TEXT UNDER STUDY:
====
As a new parent, I am caught up in a lot of states: the state of sleeplessness, the state of bliss – and the state of financial panic as I realise just how expensive this little bundle of joy can be! While there is no denying that the rewards of a little one far outweigh any negative financial repercussions, it is imperative that new parents take some time out of their pre-baby schedule in order to assess and plan their financial future.
The BBC reports that from the ages of 0 to 21, a sweet little baby will cost the average Briton nearly a quarter of a million pounds, a number that is set to increase by nearly 50% over the next decade. Besides the obvious increases in food, electricity and water bills, new mums and dads can expect nearly every aspect of their lives to cost more than ever before.
Here is a list of some costs that every parent should take into account as they prepare to welcome their new baby into the world.
1. Baby Accessories and Supplies – You may one day look back at the time that you did not know what a “nappy genie” was with fondness, but for now this accessory – and so many others – will be a daily part of your life. Cots, moses baskets, nappies, car seats, prams, teensy clothing and endless bottles – all of these things need to be budgeted for in advance. I bought some of these items second-hand; this saved a lot of money.
2. Redecoration – This one was a costly endeavor – I needed to paint, re-carpet and completely redecorate a room in my home in order to serve as a nursery. Not only do most parents want to redecorate in order to create a calm, cute space appropriate for their baby, many also want to ensure that the space is safe and non-toxic. This is a cost that many people save for in advance, and/or look into credit options in order to finance this project at good rates.
3. Holidays – Taking a holiday with your little baby is a lovely opportunity; taking them abroad before their second birthday will save you a lot of money, as they fly free of charge. I’m planning on holidaying at a beach resort to keep the stress low. Even if money is tight, the memories you will accrue during this special vacation are priceless – consider finding a low interest credit plan in order to fund this holiday.
4. Classes and Courses – Now that the first few weeks have passed, I (and the little babe) am antsy to get out of the house and back into the world. ‘Mum and me’ swimming classes, parent and baby yoga, play groups and parenting courses – these all cost money and need to be planned for. Consider asking for vouchers on your gift registry, saving in advance or putting these courses and activities on a low interest, points-accruing credit card.
Now that you’ve thought about the finances, you can get back to nesting with your new little one. Happy financial planning – and congratulations.
====
REQUIREMENT 1: From the article on the costs of a new baby, print everything from "4. Classes and" down to "planning – and congratulations.".
REQUIREMENT 2:
Answer these questions from the article on the costs of a new baby.
(a) According to the BBC, roughly how much will a baby cost the average Briton from the ages of 0 to 21?
(b) Before what birthday do babies fly free of charge?
(c) Where is the writer planning to holiday?

GIVEN INFORMATION:
====
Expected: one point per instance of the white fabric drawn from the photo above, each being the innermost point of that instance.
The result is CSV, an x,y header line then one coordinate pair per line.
====
EXERCISE RESULT 1:
4. Classes and Courses – Now that the first few weeks have passed, I (and the little babe) am antsy to get out of the house and back into the world. ‘Mum and me’ swimming classes, parent and baby yoga, play groups and parenting courses – these all cost money and need to be planned for. Consider asking for vouchers on your gift registry, saving in advance or putting these courses and activities on a low interest, points-accruing credit card.
Now that you’ve thought about the finances, you can get back to nesting with your new little one. Happy financial planning – and congratulations.

EXERCISE RESULT 2:
(a) Nearly a quarter of a million pounds.
(b) Their second birthday.
(c) At a beach resort.